Given information →
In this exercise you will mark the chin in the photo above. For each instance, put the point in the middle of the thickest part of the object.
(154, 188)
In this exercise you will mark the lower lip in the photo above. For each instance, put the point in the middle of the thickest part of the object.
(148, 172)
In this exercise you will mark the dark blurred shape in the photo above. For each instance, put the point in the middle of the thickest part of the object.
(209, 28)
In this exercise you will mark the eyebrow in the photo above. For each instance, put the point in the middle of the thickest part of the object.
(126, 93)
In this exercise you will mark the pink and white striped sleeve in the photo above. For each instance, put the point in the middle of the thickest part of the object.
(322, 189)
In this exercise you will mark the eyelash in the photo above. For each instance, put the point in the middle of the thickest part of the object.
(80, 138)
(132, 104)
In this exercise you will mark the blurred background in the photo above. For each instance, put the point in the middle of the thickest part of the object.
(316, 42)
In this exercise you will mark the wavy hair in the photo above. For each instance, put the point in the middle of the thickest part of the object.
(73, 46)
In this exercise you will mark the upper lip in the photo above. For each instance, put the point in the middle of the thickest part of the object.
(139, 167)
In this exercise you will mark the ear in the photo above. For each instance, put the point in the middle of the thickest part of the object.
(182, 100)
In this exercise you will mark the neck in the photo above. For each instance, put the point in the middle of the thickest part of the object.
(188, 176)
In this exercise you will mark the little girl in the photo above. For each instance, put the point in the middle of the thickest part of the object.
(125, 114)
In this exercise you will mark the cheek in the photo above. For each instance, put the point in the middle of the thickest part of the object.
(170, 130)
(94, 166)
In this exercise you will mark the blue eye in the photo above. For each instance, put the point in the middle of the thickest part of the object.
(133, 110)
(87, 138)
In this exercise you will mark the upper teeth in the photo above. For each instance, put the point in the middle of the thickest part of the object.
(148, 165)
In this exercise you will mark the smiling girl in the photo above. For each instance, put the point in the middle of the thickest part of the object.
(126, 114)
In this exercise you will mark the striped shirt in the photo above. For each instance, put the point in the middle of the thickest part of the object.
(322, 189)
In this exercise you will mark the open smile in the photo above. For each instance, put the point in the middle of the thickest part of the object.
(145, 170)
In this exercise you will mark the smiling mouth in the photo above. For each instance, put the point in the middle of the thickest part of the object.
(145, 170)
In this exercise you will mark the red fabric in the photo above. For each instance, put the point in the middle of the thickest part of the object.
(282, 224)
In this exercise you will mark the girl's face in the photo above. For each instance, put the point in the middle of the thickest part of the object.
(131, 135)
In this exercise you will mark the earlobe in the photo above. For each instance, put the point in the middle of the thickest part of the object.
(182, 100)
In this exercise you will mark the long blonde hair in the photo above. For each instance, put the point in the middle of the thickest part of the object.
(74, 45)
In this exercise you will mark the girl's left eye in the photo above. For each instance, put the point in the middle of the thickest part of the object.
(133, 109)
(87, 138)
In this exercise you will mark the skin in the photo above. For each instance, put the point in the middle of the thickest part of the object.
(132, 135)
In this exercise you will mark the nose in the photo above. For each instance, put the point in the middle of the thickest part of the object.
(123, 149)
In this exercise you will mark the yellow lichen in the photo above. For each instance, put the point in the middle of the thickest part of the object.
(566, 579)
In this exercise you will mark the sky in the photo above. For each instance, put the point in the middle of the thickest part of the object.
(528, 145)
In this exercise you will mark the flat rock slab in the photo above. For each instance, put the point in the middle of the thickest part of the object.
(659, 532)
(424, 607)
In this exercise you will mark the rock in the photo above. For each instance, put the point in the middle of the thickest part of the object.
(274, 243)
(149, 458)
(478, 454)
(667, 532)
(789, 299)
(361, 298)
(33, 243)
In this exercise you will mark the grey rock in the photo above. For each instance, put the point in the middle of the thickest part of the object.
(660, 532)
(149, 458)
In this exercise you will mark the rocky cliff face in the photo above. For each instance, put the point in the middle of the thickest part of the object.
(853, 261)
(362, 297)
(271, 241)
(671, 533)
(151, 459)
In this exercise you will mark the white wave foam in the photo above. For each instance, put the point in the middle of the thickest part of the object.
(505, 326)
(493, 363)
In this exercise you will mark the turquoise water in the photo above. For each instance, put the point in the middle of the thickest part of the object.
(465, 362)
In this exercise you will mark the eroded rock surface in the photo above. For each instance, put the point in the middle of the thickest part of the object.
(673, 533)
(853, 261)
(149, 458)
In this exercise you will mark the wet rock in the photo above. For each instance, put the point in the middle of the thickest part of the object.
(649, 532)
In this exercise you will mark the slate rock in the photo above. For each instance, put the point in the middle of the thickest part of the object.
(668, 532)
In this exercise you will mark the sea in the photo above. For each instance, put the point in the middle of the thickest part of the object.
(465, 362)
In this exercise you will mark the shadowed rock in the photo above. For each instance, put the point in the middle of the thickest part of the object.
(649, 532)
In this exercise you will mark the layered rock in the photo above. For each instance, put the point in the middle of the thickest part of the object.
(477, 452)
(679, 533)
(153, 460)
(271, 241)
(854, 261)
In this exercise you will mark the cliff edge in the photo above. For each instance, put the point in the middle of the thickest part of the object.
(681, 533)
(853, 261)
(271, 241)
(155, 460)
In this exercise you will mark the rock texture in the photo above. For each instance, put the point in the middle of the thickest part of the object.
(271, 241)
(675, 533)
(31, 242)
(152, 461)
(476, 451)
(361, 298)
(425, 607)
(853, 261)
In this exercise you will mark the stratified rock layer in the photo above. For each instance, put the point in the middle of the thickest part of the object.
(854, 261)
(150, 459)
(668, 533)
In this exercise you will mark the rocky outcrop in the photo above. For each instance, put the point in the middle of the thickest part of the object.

Task to complete →
Each entry above is to be set down again in exactly the same words.

Solution to the problem →
In this exercise you will mark the chin in the photo above. For each instance, put the point in the middle of the thickest part of the object.
(154, 188)
In this exercise you will mark the lower lip in the photo above. For each instance, put the point in the middle of the thickest part of the object.
(148, 172)
In this exercise you will mark the dark blurred shape in the photo above. For each instance, put the point in the middle of the thickest part of the object.
(209, 28)
In this exercise you will mark the eyebrow in the photo above. For each instance, put the point in the middle of the thickest part of the object.
(126, 93)
In this exercise you will mark the pink and white striped sleeve in the photo above. For each instance, put the point in the middle of the thickest part of the object.
(322, 189)
In this exercise you will mark the eyelash in the photo above. For each instance, put the point in the middle of the thickest part of the object.
(80, 138)
(132, 104)
In this exercise you will mark the blurred background in the photo above. For each instance, put the point in the middle of the thickest part of the object.
(316, 42)
In this exercise you will mark the wavy hair in the photo above. For each instance, put the point in the middle of the thickest part of the object.
(73, 46)
In this exercise you will mark the upper lip in the photo above. For each instance, put the point in the middle of the thickest part of the object.
(139, 167)
In this exercise you will mark the ear in the photo above. For each instance, put the point in the middle of the thickest part of the object.
(182, 100)
In this exercise you will mark the neck in the photo above. For each instance, put the point in the middle of the thickest part of the object.
(188, 176)
In this exercise you will mark the little girl in the photo above. For each instance, put the point in the middle of the thickest part of the object.
(125, 114)
In this exercise you will mark the cheek in the photo above. For each instance, put the point in the middle of the thickest part of the object.
(170, 130)
(94, 166)
In this exercise you will mark the blue eye in the photo above. For each instance, put the point in the middle of the thickest part of the object.
(133, 110)
(87, 138)
In this exercise you will mark the upper teeth in the photo above. For each instance, put the point in the middle of the thickest part of the object.
(148, 165)
In this exercise you will mark the smiling girl in the photo above. For each instance, put the point in the middle of the thickest part of the object.
(126, 114)
In this exercise you will mark the striped shirt in the photo above. For each instance, put the point in the middle of the thickest part of the object.
(322, 189)
In this exercise you will mark the open smile in the photo above. For each instance, put the point in the middle of the thickest part of the object.
(145, 170)
In this exercise you will mark the smiling mouth in the photo above. For each instance, put the point in the middle of the thickest part of the object.
(145, 170)
In this exercise you will mark the red fabric in the photo above. For each instance, put the point in the middle of the thickest part of the object.
(282, 224)
In this exercise you will mark the girl's face in the photo above. For each instance, put the point in the middle of the thickest part of the object.
(131, 135)
In this exercise you will mark the earlobe in the photo above. For each instance, put the point in the middle of the thickest part of the object.
(182, 100)
In this exercise you will mark the long blonde hair in the photo above. For each instance, put the point in the middle of the thickest part of the object.
(74, 45)
In this exercise you will mark the girl's left eye in the photo above. For each instance, put the point in the middle of the thickest part of the object.
(133, 109)
(87, 138)
In this exercise you will mark the skin in the photo above. For each instance, put the point in the middle of the thickest part of the object.
(132, 135)
In this exercise you will mark the nose in the photo above. For each instance, put the point in the middle of the thickest part of the object.
(123, 149)
In this exercise you will mark the yellow lichen in the photo above. For each instance, put the point in the middle of the thickest part of the object.
(566, 579)
In this exercise you will mark the sky in the photo above. For each instance, put the point in the middle of the thickest part of the object.
(528, 145)
In this exercise you will mark the flat rock slab in the photo above. For each instance, put the point in the middle of the thickest part of the object.
(659, 532)
(424, 607)
In this exercise you will mark the rock in the photo above. For each instance, put the point in the middle of the thickest part of the object.
(274, 243)
(149, 458)
(478, 454)
(667, 532)
(789, 299)
(361, 298)
(33, 243)
In this exercise you will mark the grey rock in the photo above. For each instance, put the point in the middle of the thickest part of the object.
(660, 532)
(149, 458)
In this exercise you will mark the rocky cliff face in the photo above. For each instance, put the point in the middle of the thickest part of the object.
(853, 261)
(362, 297)
(271, 241)
(671, 533)
(151, 459)
In this exercise you will mark the white wave foam in the photo above. For each instance, put the point in the middle of the thickest part of the object.
(505, 326)
(493, 363)
In this exercise you will mark the turquoise water in the photo above. For each instance, put the point in the middle of the thickest part of the object.
(465, 362)
In this exercise you will mark the eroded rock surface in the photo above. For each instance, put the point in the middle of the thickest part of the object.
(673, 533)
(853, 261)
(149, 458)
In this exercise you will mark the wet rock in the photo above. For each instance, put the point in the middle of the thickest part of the object.
(649, 532)
In this exercise you will mark the slate rock in the photo above. For each instance, put the point in the middle of the thickest part of the object.
(668, 532)
In this exercise you will mark the sea in the photo above. For each instance, put the point in the middle of the thickest part of the object.
(465, 362)
In this exercise you will mark the shadowed rock in the photo above. For each instance, put the point in the middle of the thickest part of the object.
(649, 532)
In this exercise you will mark the layered rock in the photo above. For each instance, put the point in the middle of the thickest part of the object.
(477, 452)
(679, 533)
(153, 460)
(271, 241)
(854, 261)
In this exercise you will mark the cliff edge in the photo above. For each instance, put the point in the middle of the thickest part of the object.
(681, 533)
(853, 261)
(271, 241)
(155, 460)
In this exercise you will mark the rock texture in the photo above. For each instance, put the point in the middle of the thickest part of the object.
(271, 241)
(675, 533)
(31, 242)
(152, 461)
(476, 451)
(361, 298)
(425, 607)
(853, 261)
In this exercise you will mark the stratified rock layer in the photo above. For each instance, put the point in the middle of the thickest part of the object.
(854, 261)
(150, 459)
(668, 533)
In this exercise you will mark the rocky outcrop in the photo above. For each instance, put the point in the middle of the thickest part of the object.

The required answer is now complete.